> [The task]:
Word for word, repeat the records, leaving every picture behind.

> [Material supplied]:
#####
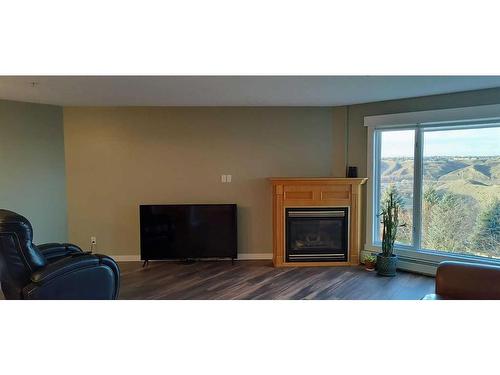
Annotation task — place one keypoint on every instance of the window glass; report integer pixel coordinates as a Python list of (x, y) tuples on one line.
[(461, 191), (396, 170)]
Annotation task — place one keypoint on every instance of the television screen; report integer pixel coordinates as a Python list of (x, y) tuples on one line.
[(188, 231)]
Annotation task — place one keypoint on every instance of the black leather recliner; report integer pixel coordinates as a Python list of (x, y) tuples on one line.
[(50, 271)]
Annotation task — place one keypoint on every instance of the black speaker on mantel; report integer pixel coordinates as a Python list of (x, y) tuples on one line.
[(352, 172)]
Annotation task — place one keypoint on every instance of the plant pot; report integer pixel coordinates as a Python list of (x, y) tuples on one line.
[(386, 266), (369, 266)]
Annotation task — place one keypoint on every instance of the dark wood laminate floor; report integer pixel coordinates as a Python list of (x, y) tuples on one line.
[(260, 280)]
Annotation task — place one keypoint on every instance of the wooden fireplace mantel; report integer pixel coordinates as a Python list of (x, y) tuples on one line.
[(316, 192)]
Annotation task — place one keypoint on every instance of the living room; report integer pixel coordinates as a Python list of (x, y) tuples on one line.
[(173, 189)]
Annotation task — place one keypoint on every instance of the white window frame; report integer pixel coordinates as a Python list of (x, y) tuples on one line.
[(420, 122)]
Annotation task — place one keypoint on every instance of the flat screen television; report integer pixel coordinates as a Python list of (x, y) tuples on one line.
[(188, 231)]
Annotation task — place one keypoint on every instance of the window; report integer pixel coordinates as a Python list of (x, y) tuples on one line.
[(449, 181)]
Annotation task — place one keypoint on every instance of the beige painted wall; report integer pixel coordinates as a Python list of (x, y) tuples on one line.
[(118, 158), (32, 173)]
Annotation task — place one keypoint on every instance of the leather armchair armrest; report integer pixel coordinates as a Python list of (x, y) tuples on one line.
[(52, 251), (64, 266), (82, 276), (461, 280)]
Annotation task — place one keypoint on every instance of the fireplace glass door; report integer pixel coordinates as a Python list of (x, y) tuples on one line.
[(316, 234)]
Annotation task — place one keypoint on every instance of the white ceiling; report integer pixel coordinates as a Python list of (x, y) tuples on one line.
[(231, 90)]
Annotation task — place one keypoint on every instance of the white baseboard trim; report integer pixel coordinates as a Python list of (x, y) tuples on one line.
[(241, 256), (126, 258), (256, 256)]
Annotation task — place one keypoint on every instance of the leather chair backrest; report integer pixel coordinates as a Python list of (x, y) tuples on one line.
[(19, 257)]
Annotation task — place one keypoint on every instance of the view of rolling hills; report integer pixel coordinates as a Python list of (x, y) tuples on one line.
[(460, 195)]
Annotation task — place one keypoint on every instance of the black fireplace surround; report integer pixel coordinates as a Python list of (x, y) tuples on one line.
[(317, 234)]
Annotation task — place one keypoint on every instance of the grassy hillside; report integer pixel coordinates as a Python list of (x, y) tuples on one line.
[(474, 177), (459, 193)]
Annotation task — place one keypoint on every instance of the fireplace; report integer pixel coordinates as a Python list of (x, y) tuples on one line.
[(316, 221), (317, 234)]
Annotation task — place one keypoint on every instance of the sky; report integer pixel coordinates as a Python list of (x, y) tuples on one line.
[(469, 142)]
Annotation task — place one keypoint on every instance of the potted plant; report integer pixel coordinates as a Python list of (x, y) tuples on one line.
[(370, 261), (391, 205)]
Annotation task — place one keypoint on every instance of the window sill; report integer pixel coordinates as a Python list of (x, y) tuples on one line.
[(425, 261)]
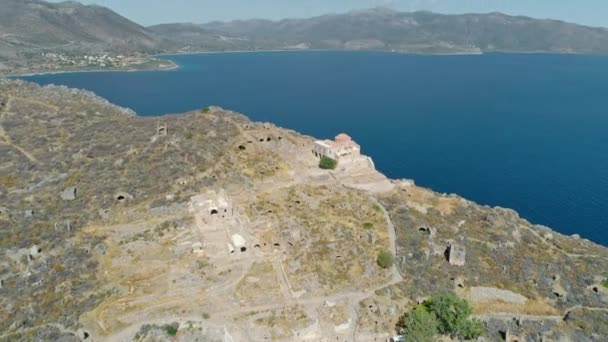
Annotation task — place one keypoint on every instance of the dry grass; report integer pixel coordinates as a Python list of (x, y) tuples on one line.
[(536, 307)]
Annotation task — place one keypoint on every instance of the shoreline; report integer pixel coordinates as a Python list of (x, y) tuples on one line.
[(576, 236), (174, 66)]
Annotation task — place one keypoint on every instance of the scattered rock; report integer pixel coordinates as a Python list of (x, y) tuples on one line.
[(69, 194)]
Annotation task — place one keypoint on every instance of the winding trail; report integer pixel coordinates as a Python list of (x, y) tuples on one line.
[(5, 139)]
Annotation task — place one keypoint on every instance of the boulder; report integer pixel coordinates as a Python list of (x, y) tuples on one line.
[(69, 194)]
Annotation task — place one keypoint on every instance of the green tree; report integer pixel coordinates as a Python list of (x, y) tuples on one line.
#####
> [Task output]:
Annotation task — place one keypoint on every instance of the window glass; report integer pixel coordinates as a Python list of (x, y) tuples on one line.
[(461, 191), (396, 170)]
Annotation task — place one keypoint on every instance of the television screen; report integer pixel coordinates as a Python list of (x, y) tuples on one line.
[(188, 231)]
Annotation task — place one keypoint on every instance of the black leather recliner; report integer pixel coordinates as a Python list of (x, y) tuples on one line.
[(50, 271)]
Annotation task — place one keypoint on every instance of the black speaker on mantel; report integer pixel coordinates as a Python list of (x, y) tuples on one line.
[(352, 172)]
Annotation task — place one keypoint on every instance of the plant pot; report integer pixel coordinates as a Python list of (x, y) tuples on one line.
[(386, 266), (369, 266)]
Annotation task — place one keypoint on every instance of the dark wood laminate floor; report integer pixel coordinates as a Python list of (x, y) tuples on one line.
[(260, 280)]
Annotation task — place one keypoint on every instance of the wooden fireplace mantel; report integer pixel coordinates as a Python list of (x, y) tuples on one line.
[(316, 192)]
Annotation task — place one keypoint on every instance of the living room; report integer pixel coordinates as a Python list of (x, y) tuples on one line.
[(173, 189)]
Annotation task — place one keypoint on every instance of the white window frame; report integer pixel coordinates as a Python list of (x, y) tuples on one line.
[(420, 122)]
Annotation task — place one keypoint on every instance of the flat screen television; report integer pixel coordinates as a Python list of (x, y) tuples on one line.
[(188, 231)]
Annotation task — place one keypoint on every instance of the window; report integer pixel coordinates as a Python list of (x, y) tuples on one line.
[(449, 181)]
Annotation task — place one keypoint on every instance of the beige painted wall; report integer pixel coordinates as a Python list of (x, y) tuples on one line.
[(118, 158), (32, 173)]
Annotation task — place one keypoint on every instance of the leather armchair armrest; report integer pixel coordinates as a Python list of (x, y) tuples on one line.
[(52, 251), (64, 266), (82, 276), (461, 280)]
Annotation task — place one keypoint on every instance of the fireplace glass door; report integer pixel coordinates as a Python list of (x, y) tuples on one line.
[(316, 234)]
Annotation task — place one keypoint on every instance of the white ceiling; report integer pixel coordinates as a Python list of (x, y) tuples on one line.
[(231, 90)]
Annotation task — place one keypoint on every instance of the white baseboard trim; report integer pixel coordinates as a Python list of (x, y) tuples on one line.
[(241, 256), (126, 258), (256, 256)]
Annotation task — place one keypoint on every instance of the leather chair backrest; report integer pixel coordinates as a Python list of (x, y) tuples on one line.
[(19, 257)]
Annotation task — place one keypoint on every instance of the view of rolling hills; report integer pixel coordinates as a Python list of (x, y) tuples on one line.
[(460, 195)]
Annotation task — place one keypoint on every instance of the black fireplace surround; report integer pixel coordinates as a Python list of (x, y) tuples on one line.
[(317, 234)]
Annotation task — place one keypoint on every instance of the grassy hillside; report integer pixel coordinates as a Python list of (x, y) tuples on one line.
[(474, 177), (459, 193)]
Annotation task — place one keypoint on every instance of the fireplace; report integer pixel coordinates as a Python list of (x, y) tuples on one line.
[(316, 221), (317, 234)]
Annotation task — place one keypoint on every instance of the sky; report integer pixel coordinates as a Python list of (x, y) tuples on one line.
[(469, 142)]
Annotation task — place one keypoint on every instance of the potted plant; report integer pixel coordinates as a Python list of (x, y) tuples on one line.
[(370, 261), (391, 205)]
Annotation task — place one keypoint on every instance of the window sill; report integer pixel coordinates as a Python list of (x, y) tuples on one line.
[(425, 261)]
Annotation task — place one keypoint on every instance of the dry grass; report integer pixel coordinates as a Python list of (x, y) tuples on one line.
[(536, 307)]
Annotation task — place one keypoint on every instance of the shoreline; report integer pixel coordinates as a Python list of (x, y) tuples on one line.
[(576, 236), (174, 66)]
Annotation task — place one keypoint on every instance of the scattered rock; report integer pixel coordinates as a Python list of (x, y) tuples on one line.
[(69, 194)]
Annotation task — place one keypoint on every instance of the winding trail; report integer pixel coordinates as a Python list of (x, y) tuples on one line.
[(5, 139)]
Annotation task — place one keypoint on every instance of the boulder; report integer pixel coordinates as a Python list of (x, y) tuples on one line.
[(69, 194)]
Annotation task — place one keypoint on every instance of the green tree; report integer pixel coordinates as a Python list of (x, y) tuples on one line.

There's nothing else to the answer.